*Task requirements*
Search the records below for the word "positive" and show every line where it occurs.

"""

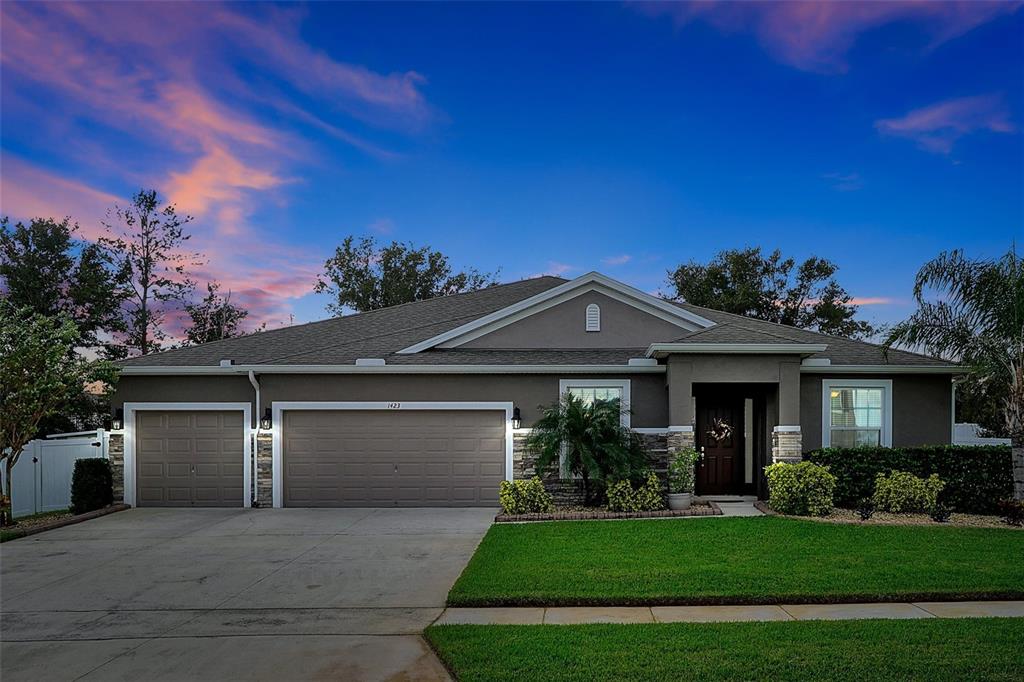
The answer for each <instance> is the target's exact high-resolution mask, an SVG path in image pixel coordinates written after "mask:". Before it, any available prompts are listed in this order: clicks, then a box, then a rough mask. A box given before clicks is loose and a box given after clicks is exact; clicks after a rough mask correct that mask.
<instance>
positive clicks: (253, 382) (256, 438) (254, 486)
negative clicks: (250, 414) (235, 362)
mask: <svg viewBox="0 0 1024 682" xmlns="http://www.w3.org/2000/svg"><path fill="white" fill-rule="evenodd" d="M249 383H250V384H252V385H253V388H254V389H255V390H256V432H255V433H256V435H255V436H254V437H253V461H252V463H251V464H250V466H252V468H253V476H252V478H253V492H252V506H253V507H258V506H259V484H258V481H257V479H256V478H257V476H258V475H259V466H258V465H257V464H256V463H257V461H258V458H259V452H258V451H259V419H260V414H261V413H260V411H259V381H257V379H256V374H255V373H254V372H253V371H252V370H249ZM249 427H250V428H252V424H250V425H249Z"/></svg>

"""
"""

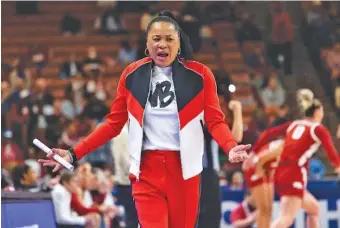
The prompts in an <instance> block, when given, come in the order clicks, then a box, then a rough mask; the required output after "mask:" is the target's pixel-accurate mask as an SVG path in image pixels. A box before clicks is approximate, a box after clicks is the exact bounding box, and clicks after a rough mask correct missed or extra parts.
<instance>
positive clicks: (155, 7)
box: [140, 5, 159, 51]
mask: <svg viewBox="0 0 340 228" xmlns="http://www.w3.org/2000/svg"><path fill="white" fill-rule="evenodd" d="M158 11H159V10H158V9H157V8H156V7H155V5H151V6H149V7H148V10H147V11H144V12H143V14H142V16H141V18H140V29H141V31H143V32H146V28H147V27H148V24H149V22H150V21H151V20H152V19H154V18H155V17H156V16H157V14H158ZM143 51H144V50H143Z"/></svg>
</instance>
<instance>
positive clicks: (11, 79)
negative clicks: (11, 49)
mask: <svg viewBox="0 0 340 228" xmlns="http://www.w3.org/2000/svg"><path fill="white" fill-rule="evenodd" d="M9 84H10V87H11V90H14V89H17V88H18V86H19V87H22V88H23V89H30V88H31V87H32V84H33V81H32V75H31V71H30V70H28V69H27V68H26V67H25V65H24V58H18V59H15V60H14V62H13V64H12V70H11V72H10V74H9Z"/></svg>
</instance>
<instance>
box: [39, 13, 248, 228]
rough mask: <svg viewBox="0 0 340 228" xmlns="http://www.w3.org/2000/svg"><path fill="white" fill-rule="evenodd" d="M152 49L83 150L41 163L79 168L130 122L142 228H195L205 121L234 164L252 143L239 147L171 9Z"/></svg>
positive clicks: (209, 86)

"""

*Result for this exercise*
positive clicks: (253, 382) (256, 438) (254, 486)
positive clicks: (155, 7)
positive clicks: (11, 79)
positive clicks: (209, 86)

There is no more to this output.